=== Task data ===
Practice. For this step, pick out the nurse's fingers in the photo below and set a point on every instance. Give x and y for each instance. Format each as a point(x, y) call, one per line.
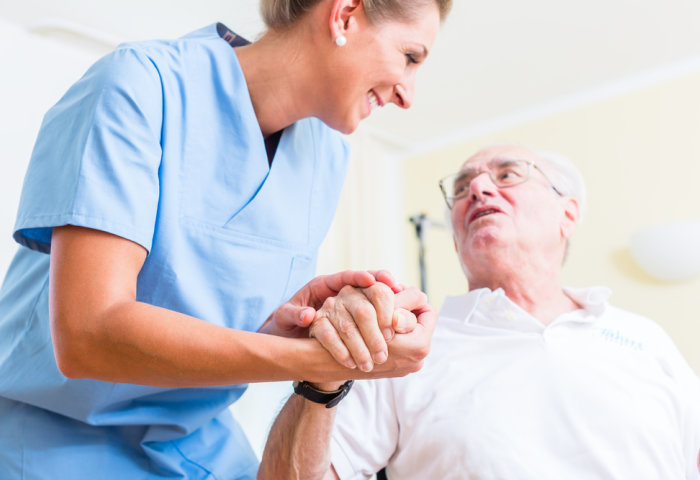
point(388, 279)
point(322, 330)
point(411, 299)
point(326, 286)
point(404, 321)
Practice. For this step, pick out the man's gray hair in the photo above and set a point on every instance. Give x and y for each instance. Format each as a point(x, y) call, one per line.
point(565, 176)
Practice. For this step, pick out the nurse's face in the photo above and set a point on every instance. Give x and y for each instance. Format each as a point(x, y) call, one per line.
point(378, 66)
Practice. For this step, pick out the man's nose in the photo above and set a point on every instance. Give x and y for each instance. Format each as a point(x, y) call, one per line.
point(482, 185)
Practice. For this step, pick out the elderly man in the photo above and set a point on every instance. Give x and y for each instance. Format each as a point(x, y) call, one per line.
point(525, 379)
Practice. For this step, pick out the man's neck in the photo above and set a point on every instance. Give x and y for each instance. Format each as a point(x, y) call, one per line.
point(536, 290)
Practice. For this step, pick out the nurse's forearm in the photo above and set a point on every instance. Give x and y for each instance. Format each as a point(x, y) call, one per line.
point(100, 331)
point(138, 343)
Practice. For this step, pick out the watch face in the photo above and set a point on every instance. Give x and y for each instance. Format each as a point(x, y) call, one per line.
point(329, 399)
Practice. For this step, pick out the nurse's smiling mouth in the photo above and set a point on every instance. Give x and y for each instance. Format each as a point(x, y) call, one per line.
===
■ **What this task involves**: Turn the records, from the start to the line with "point(378, 66)", into a Markdown table with a Row column for the row number and a Line column for the line, and skip blank lines. Leave the pictures out.

■ **Full output**:
| Row | Line |
|---|---|
| 1 | Practice. For this step, pick out the nurse's fingers in the photo below and set a point on every instance. Give x and y for each instance. Format each as a point(x, y) call, one per line. |
| 2 | point(388, 279) |
| 3 | point(322, 330) |
| 4 | point(411, 299) |
| 5 | point(326, 286) |
| 6 | point(404, 321) |
| 7 | Practice. For this step, pick out the man's gray hair in the photo above and set a point on every instance. Give x and y for each instance. Format each as a point(x, y) call, one per line. |
| 8 | point(565, 176) |
| 9 | Practice. For this step, pick out the nurse's face in the photo above and set a point on every instance. Give x and y for each instance. Format each as a point(x, y) call, one per line. |
| 10 | point(378, 66) |